Prompt 1: Turn the entries into a numbered list, starting at the first line of the entries and ending with the line that contains "17;185;156;254". Omit any blank lines.

Among those who played with Ms. Alexander during last weekend’s concert were Mlou Matute on darboukka and piano and Abby Clutario on piano and chapman stick (both also did backup vocals); CJ Wasu on tabla; Zach Lucero on drums; Sancho Sanchez and Kakoy Legaspi on guitars; and Louie Talan and Yuna Reguerra on bass.

Ms. Alexander performed with the singer-songwriter twins Paolo and Miguel Guico from the young and promising nine-piece world/folk-pop band Ben&Ben. They sang the Beatles’ “Blackbird,” and “Dumaan Ako,” a song which was written by the late poet Maningning Miclat, set to music by Mr. Ayala.

Prompt 2: List every musical instrument named in the passage about Ms. Alexander's concert.

Extracted material:
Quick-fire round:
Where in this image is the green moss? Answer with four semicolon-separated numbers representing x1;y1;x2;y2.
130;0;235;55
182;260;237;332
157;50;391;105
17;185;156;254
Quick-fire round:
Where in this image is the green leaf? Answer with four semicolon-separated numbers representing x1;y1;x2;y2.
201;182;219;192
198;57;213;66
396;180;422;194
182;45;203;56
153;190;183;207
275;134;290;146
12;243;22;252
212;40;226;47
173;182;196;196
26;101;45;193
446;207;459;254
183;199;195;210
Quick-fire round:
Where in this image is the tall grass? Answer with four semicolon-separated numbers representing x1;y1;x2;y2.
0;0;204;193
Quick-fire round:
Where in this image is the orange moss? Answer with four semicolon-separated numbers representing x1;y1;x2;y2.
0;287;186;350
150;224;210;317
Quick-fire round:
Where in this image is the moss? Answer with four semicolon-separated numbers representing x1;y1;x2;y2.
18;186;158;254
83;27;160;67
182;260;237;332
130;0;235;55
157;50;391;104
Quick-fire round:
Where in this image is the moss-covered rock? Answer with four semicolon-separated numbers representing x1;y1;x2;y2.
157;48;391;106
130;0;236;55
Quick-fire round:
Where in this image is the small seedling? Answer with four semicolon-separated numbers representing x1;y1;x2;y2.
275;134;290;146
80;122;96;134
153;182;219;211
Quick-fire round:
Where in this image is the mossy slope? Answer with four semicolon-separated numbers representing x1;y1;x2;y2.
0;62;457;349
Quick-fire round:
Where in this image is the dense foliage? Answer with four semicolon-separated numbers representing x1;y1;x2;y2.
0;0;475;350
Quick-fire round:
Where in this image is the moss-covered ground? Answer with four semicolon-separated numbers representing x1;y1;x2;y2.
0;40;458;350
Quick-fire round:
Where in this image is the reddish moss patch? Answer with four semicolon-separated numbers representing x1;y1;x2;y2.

Exercise response 1:
1. Quick-fire round:
2. Where in this image is the green moss? Answer with four semicolon-separated numbers representing x1;y1;x2;y2.
3. 130;0;235;55
4. 182;260;237;332
5. 157;50;391;105
6. 17;185;156;254

Exercise response 2: darboukka, piano, chapman stick, tabla, drums, guitars, bass